Problem. Reproduce the data below with "disc floret" changed to "flower center" and everything else left intact.

*** Records for the task ***

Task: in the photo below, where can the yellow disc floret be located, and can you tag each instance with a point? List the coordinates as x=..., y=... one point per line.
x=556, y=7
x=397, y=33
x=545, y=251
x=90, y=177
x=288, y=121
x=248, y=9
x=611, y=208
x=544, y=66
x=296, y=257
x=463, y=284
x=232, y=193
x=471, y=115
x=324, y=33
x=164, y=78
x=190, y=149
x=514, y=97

***

Solution for this problem.
Task: in the photo below, where can the yellow flower center be located, and can you tag each instance with a point? List the coordinates as x=..., y=... one point per line.
x=556, y=7
x=397, y=33
x=545, y=251
x=90, y=177
x=288, y=121
x=248, y=9
x=611, y=208
x=544, y=66
x=296, y=257
x=463, y=284
x=232, y=193
x=471, y=115
x=324, y=33
x=164, y=78
x=190, y=149
x=514, y=97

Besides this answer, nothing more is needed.